**Given task A**
Reproduce the passage on the documentation patch from "To summarize, several" up to and including "thus acceptable.".

-=-=-=-=-

To summarize, several other documentation files already reference
private publishers, and the set of publishers is small enough that
it would be feasible to review each publisher in order consider whether
the references to it should replaced with alternatives.

Opinion regarding the present patch
-----------------------------------
I think that linking to the Wayback Machine, by the Internet Archive, is
consistent with the practice in many other base libraries and that it is
thus acceptable.

At present, base makes no references to the Wayback Machine but makes
several references to English Wikipedia. An even more consistent option
is thus to link to the English Wikipedia article for Great Basin
bristlecone pine (https://en.wikipedia.org/wiki/Pinus_longaeva) or for
Methuselah (https://en.wikipedia.org/wiki/Methuselah_(tree)) instead of
the Wayback Machine page that I reference in the patch. (Note that the
treering data are from a tree in the Methuselah Walk but not from
Methuselah itself.)

-=-=-=-=-

**Given task B**
List each line of the records below that contains the string "woman", treating uppercase and lowercase as distinct.

-=-=-=-=-

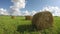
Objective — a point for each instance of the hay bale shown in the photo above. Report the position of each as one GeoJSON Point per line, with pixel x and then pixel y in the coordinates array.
{"type": "Point", "coordinates": [42, 20]}
{"type": "Point", "coordinates": [28, 17]}
{"type": "Point", "coordinates": [13, 17]}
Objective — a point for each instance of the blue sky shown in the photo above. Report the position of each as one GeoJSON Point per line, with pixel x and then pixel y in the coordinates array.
{"type": "Point", "coordinates": [31, 4]}
{"type": "Point", "coordinates": [34, 5]}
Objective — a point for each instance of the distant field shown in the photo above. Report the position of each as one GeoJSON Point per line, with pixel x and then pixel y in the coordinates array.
{"type": "Point", "coordinates": [20, 25]}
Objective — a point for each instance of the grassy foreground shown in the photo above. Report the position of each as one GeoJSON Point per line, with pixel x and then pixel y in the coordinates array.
{"type": "Point", "coordinates": [21, 26]}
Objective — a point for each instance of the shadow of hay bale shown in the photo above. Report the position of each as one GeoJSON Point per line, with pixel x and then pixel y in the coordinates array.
{"type": "Point", "coordinates": [28, 28]}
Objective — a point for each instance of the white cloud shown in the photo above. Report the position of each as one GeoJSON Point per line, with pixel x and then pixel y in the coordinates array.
{"type": "Point", "coordinates": [26, 13]}
{"type": "Point", "coordinates": [17, 5]}
{"type": "Point", "coordinates": [33, 12]}
{"type": "Point", "coordinates": [54, 10]}
{"type": "Point", "coordinates": [3, 11]}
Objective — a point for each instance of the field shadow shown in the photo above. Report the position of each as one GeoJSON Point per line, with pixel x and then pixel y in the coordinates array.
{"type": "Point", "coordinates": [23, 28]}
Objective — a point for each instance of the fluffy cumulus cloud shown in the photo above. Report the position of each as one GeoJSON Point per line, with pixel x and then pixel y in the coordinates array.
{"type": "Point", "coordinates": [33, 12]}
{"type": "Point", "coordinates": [17, 5]}
{"type": "Point", "coordinates": [54, 10]}
{"type": "Point", "coordinates": [3, 11]}
{"type": "Point", "coordinates": [26, 13]}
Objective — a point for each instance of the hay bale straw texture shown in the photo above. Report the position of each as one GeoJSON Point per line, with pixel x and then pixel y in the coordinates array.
{"type": "Point", "coordinates": [42, 20]}
{"type": "Point", "coordinates": [28, 17]}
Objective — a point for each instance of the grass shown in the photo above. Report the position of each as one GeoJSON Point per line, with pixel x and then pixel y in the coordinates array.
{"type": "Point", "coordinates": [21, 26]}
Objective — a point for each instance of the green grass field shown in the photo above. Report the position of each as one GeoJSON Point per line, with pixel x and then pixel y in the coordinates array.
{"type": "Point", "coordinates": [21, 26]}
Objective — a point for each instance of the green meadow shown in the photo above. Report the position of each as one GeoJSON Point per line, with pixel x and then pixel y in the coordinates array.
{"type": "Point", "coordinates": [21, 26]}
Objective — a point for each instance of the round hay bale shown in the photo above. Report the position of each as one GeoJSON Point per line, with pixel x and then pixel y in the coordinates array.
{"type": "Point", "coordinates": [28, 17]}
{"type": "Point", "coordinates": [13, 17]}
{"type": "Point", "coordinates": [42, 20]}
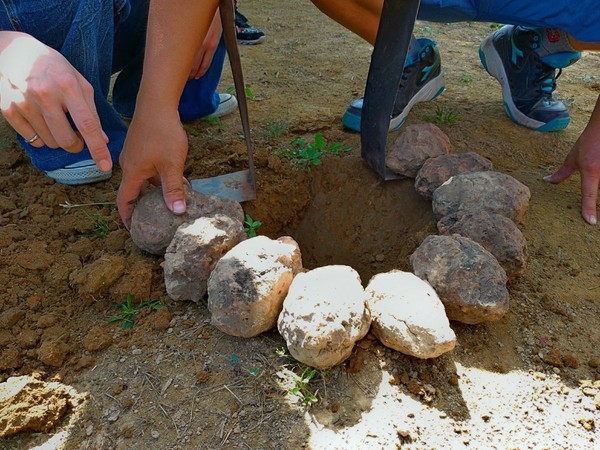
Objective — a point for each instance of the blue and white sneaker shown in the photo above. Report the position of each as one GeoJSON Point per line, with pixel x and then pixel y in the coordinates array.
{"type": "Point", "coordinates": [527, 81]}
{"type": "Point", "coordinates": [422, 80]}
{"type": "Point", "coordinates": [82, 172]}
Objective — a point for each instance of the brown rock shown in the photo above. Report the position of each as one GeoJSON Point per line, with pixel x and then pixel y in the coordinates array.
{"type": "Point", "coordinates": [153, 225]}
{"type": "Point", "coordinates": [414, 145]}
{"type": "Point", "coordinates": [161, 320]}
{"type": "Point", "coordinates": [468, 279]}
{"type": "Point", "coordinates": [53, 352]}
{"type": "Point", "coordinates": [95, 278]}
{"type": "Point", "coordinates": [436, 171]}
{"type": "Point", "coordinates": [98, 338]}
{"type": "Point", "coordinates": [10, 359]}
{"type": "Point", "coordinates": [496, 233]}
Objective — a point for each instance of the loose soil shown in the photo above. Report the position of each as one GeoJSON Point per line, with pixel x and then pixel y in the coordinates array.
{"type": "Point", "coordinates": [174, 382]}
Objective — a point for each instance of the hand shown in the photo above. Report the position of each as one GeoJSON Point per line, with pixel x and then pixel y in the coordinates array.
{"type": "Point", "coordinates": [155, 150]}
{"type": "Point", "coordinates": [208, 48]}
{"type": "Point", "coordinates": [585, 158]}
{"type": "Point", "coordinates": [38, 86]}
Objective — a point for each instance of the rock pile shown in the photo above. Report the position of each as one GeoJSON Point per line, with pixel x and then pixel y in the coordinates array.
{"type": "Point", "coordinates": [256, 284]}
{"type": "Point", "coordinates": [478, 210]}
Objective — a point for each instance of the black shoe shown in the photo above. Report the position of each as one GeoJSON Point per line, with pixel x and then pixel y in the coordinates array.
{"type": "Point", "coordinates": [421, 81]}
{"type": "Point", "coordinates": [246, 33]}
{"type": "Point", "coordinates": [510, 56]}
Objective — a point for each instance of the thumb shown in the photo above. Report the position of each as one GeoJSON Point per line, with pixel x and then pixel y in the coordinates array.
{"type": "Point", "coordinates": [564, 172]}
{"type": "Point", "coordinates": [173, 192]}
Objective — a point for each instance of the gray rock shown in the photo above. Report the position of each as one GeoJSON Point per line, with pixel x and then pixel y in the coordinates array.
{"type": "Point", "coordinates": [408, 315]}
{"type": "Point", "coordinates": [497, 234]}
{"type": "Point", "coordinates": [195, 250]}
{"type": "Point", "coordinates": [494, 192]}
{"type": "Point", "coordinates": [323, 315]}
{"type": "Point", "coordinates": [436, 171]}
{"type": "Point", "coordinates": [469, 280]}
{"type": "Point", "coordinates": [153, 225]}
{"type": "Point", "coordinates": [414, 145]}
{"type": "Point", "coordinates": [247, 286]}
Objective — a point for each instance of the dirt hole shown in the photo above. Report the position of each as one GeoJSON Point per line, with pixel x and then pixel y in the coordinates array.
{"type": "Point", "coordinates": [351, 217]}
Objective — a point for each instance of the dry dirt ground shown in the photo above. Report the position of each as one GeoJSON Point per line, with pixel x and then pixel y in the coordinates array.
{"type": "Point", "coordinates": [175, 382]}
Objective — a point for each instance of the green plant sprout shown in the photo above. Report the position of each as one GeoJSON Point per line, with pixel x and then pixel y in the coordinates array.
{"type": "Point", "coordinates": [445, 116]}
{"type": "Point", "coordinates": [129, 312]}
{"type": "Point", "coordinates": [247, 90]}
{"type": "Point", "coordinates": [306, 154]}
{"type": "Point", "coordinates": [250, 225]}
{"type": "Point", "coordinates": [302, 389]}
{"type": "Point", "coordinates": [276, 128]}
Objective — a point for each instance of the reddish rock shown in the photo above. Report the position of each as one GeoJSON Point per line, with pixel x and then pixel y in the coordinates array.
{"type": "Point", "coordinates": [153, 225]}
{"type": "Point", "coordinates": [497, 234]}
{"type": "Point", "coordinates": [415, 145]}
{"type": "Point", "coordinates": [468, 279]}
{"type": "Point", "coordinates": [436, 171]}
{"type": "Point", "coordinates": [494, 192]}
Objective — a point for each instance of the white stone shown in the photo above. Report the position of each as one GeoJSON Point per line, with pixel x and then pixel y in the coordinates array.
{"type": "Point", "coordinates": [408, 316]}
{"type": "Point", "coordinates": [323, 315]}
{"type": "Point", "coordinates": [247, 286]}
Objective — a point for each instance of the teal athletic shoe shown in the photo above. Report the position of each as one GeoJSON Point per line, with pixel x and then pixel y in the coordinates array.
{"type": "Point", "coordinates": [422, 80]}
{"type": "Point", "coordinates": [528, 81]}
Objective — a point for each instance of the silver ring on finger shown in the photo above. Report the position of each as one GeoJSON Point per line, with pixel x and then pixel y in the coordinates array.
{"type": "Point", "coordinates": [32, 139]}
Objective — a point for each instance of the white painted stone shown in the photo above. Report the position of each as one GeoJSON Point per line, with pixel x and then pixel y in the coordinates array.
{"type": "Point", "coordinates": [408, 316]}
{"type": "Point", "coordinates": [323, 315]}
{"type": "Point", "coordinates": [247, 286]}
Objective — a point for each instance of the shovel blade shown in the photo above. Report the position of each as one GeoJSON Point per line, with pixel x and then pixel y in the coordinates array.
{"type": "Point", "coordinates": [238, 186]}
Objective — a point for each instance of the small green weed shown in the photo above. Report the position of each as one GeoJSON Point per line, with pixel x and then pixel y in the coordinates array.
{"type": "Point", "coordinates": [247, 90]}
{"type": "Point", "coordinates": [129, 312]}
{"type": "Point", "coordinates": [250, 225]}
{"type": "Point", "coordinates": [101, 227]}
{"type": "Point", "coordinates": [276, 128]}
{"type": "Point", "coordinates": [306, 154]}
{"type": "Point", "coordinates": [445, 116]}
{"type": "Point", "coordinates": [299, 379]}
{"type": "Point", "coordinates": [302, 389]}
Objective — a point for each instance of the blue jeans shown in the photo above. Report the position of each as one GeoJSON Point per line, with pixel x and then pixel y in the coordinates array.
{"type": "Point", "coordinates": [100, 38]}
{"type": "Point", "coordinates": [579, 18]}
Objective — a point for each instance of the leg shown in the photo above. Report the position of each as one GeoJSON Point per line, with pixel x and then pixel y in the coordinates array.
{"type": "Point", "coordinates": [83, 32]}
{"type": "Point", "coordinates": [199, 98]}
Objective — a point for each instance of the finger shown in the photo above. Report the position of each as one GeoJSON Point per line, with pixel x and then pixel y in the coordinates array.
{"type": "Point", "coordinates": [589, 191]}
{"type": "Point", "coordinates": [23, 127]}
{"type": "Point", "coordinates": [564, 172]}
{"type": "Point", "coordinates": [87, 122]}
{"type": "Point", "coordinates": [62, 132]}
{"type": "Point", "coordinates": [127, 196]}
{"type": "Point", "coordinates": [173, 191]}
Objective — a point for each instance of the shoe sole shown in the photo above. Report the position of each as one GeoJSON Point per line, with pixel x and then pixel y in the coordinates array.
{"type": "Point", "coordinates": [252, 42]}
{"type": "Point", "coordinates": [429, 92]}
{"type": "Point", "coordinates": [490, 58]}
{"type": "Point", "coordinates": [78, 176]}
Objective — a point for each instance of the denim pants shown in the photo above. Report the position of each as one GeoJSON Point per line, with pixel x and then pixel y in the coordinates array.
{"type": "Point", "coordinates": [100, 38]}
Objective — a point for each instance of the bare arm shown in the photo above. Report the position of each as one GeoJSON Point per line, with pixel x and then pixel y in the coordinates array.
{"type": "Point", "coordinates": [38, 86]}
{"type": "Point", "coordinates": [156, 146]}
{"type": "Point", "coordinates": [585, 158]}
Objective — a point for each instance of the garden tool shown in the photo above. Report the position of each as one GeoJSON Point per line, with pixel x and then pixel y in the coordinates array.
{"type": "Point", "coordinates": [387, 62]}
{"type": "Point", "coordinates": [239, 186]}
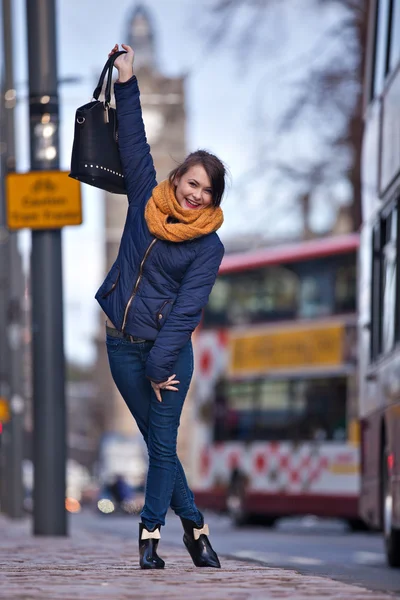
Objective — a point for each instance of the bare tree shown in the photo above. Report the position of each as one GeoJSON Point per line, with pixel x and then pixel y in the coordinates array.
{"type": "Point", "coordinates": [327, 95]}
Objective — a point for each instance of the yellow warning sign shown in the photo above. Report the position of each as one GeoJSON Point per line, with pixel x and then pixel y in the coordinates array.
{"type": "Point", "coordinates": [43, 200]}
{"type": "Point", "coordinates": [4, 410]}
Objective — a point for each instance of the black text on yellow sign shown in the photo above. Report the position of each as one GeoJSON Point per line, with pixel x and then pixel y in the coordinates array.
{"type": "Point", "coordinates": [43, 200]}
{"type": "Point", "coordinates": [4, 410]}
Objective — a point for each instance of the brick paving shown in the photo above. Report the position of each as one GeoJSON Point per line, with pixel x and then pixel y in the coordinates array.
{"type": "Point", "coordinates": [98, 566]}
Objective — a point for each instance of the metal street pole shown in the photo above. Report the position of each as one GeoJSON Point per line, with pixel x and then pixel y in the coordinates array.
{"type": "Point", "coordinates": [49, 440]}
{"type": "Point", "coordinates": [15, 429]}
{"type": "Point", "coordinates": [4, 300]}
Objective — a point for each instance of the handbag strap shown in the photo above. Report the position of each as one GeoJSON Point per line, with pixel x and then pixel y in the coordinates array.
{"type": "Point", "coordinates": [107, 67]}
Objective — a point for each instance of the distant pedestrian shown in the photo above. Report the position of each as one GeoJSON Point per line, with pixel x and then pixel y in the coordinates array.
{"type": "Point", "coordinates": [153, 297]}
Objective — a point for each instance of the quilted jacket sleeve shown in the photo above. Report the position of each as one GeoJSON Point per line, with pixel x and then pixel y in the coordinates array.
{"type": "Point", "coordinates": [185, 314]}
{"type": "Point", "coordinates": [137, 162]}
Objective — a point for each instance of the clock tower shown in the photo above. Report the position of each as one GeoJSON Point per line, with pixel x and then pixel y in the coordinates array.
{"type": "Point", "coordinates": [163, 105]}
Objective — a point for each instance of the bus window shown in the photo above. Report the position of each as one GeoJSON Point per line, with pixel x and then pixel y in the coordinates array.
{"type": "Point", "coordinates": [316, 294]}
{"type": "Point", "coordinates": [345, 289]}
{"type": "Point", "coordinates": [381, 46]}
{"type": "Point", "coordinates": [394, 53]}
{"type": "Point", "coordinates": [273, 410]}
{"type": "Point", "coordinates": [389, 281]}
{"type": "Point", "coordinates": [321, 409]}
{"type": "Point", "coordinates": [234, 411]}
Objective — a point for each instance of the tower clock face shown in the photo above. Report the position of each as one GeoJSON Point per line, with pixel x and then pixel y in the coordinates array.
{"type": "Point", "coordinates": [154, 122]}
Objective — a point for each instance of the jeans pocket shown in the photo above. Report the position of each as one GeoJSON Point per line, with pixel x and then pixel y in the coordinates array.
{"type": "Point", "coordinates": [162, 313]}
{"type": "Point", "coordinates": [112, 344]}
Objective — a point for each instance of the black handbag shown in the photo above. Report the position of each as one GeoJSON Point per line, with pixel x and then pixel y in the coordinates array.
{"type": "Point", "coordinates": [95, 156]}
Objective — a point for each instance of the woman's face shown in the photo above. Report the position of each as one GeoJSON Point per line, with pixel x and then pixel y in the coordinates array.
{"type": "Point", "coordinates": [193, 189]}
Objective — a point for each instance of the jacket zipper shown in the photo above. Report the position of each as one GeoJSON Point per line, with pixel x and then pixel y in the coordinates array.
{"type": "Point", "coordinates": [136, 284]}
{"type": "Point", "coordinates": [114, 285]}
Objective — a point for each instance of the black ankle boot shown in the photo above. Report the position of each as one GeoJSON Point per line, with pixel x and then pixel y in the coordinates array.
{"type": "Point", "coordinates": [148, 542]}
{"type": "Point", "coordinates": [196, 541]}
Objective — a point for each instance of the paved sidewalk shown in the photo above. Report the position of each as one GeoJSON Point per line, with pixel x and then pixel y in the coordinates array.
{"type": "Point", "coordinates": [102, 567]}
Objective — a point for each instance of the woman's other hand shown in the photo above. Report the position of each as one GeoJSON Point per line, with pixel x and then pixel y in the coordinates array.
{"type": "Point", "coordinates": [124, 63]}
{"type": "Point", "coordinates": [165, 385]}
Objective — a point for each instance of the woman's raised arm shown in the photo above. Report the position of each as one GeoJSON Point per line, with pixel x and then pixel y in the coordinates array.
{"type": "Point", "coordinates": [137, 162]}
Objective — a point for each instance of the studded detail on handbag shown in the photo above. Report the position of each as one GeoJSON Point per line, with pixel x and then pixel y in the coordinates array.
{"type": "Point", "coordinates": [95, 156]}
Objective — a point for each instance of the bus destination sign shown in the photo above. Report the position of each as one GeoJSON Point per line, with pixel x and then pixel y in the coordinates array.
{"type": "Point", "coordinates": [43, 200]}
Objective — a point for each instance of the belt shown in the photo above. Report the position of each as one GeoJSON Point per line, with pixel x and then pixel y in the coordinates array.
{"type": "Point", "coordinates": [125, 336]}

-=-=-=-=-

**Correct response A**
To summarize, several other documentation files already reference
private publishers, and the set of publishers is small enough that
it would be feasible to review each publisher in order consider whether
the references to it should replaced with alternatives.

Opinion regarding the present patch
-----------------------------------
I think that linking to the Wayback Machine, by the Internet Archive, is
consistent with the practice in many other base libraries and that it is
thus acceptable.

**Correct response B**
Objective — a point for each instance of the woman's face shown in the photo above. Report the position of each as one GeoJSON Point per line, with pixel x and then pixel y in the coordinates array.
Objective — a point for each instance of the woman's other hand shown in the photo above. Report the position of each as one GeoJSON Point per line, with pixel x and then pixel y in the coordinates array.
Objective — a point for each instance of the woman's raised arm shown in the photo above. Report the position of each as one GeoJSON Point per line, with pixel x and then pixel y in the coordinates array.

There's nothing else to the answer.